» **YOUR OBJECTIVE**
Please return all of the records verbatim, with the pictures omitted.

Natural-language object grounding data
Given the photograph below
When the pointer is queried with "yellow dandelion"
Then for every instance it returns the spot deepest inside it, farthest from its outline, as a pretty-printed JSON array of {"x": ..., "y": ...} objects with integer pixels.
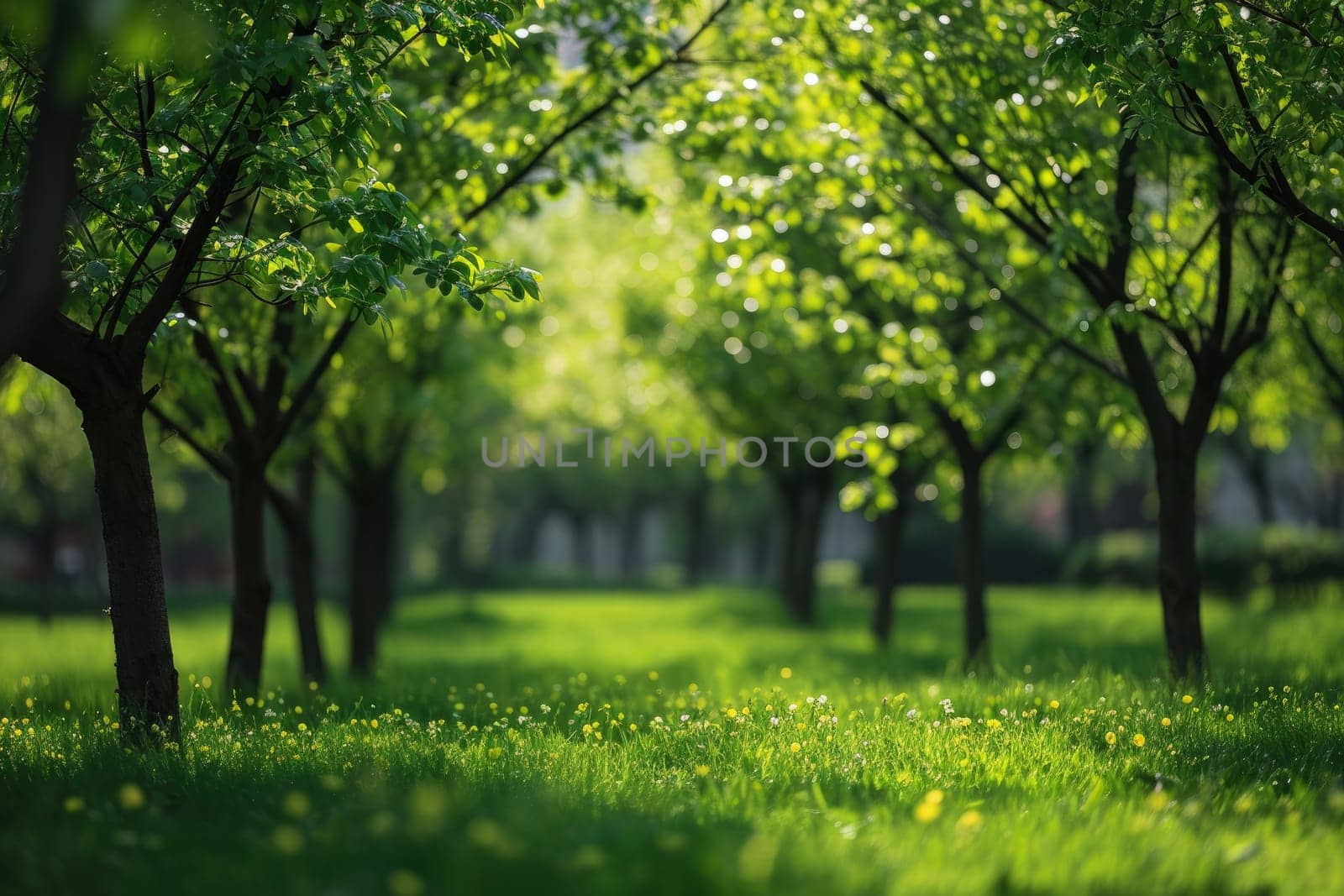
[
  {"x": 132, "y": 797},
  {"x": 929, "y": 808}
]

» **EXERCISE ANSWER**
Given the photograph below
When the pointer is queried with "yellow dandelion"
Then for every instance it returns the spot deepest inside it, farthest from its outline, as a pretty-printed JSON array of {"x": ..., "y": ...} objects with integer pixels.
[
  {"x": 132, "y": 797},
  {"x": 929, "y": 808}
]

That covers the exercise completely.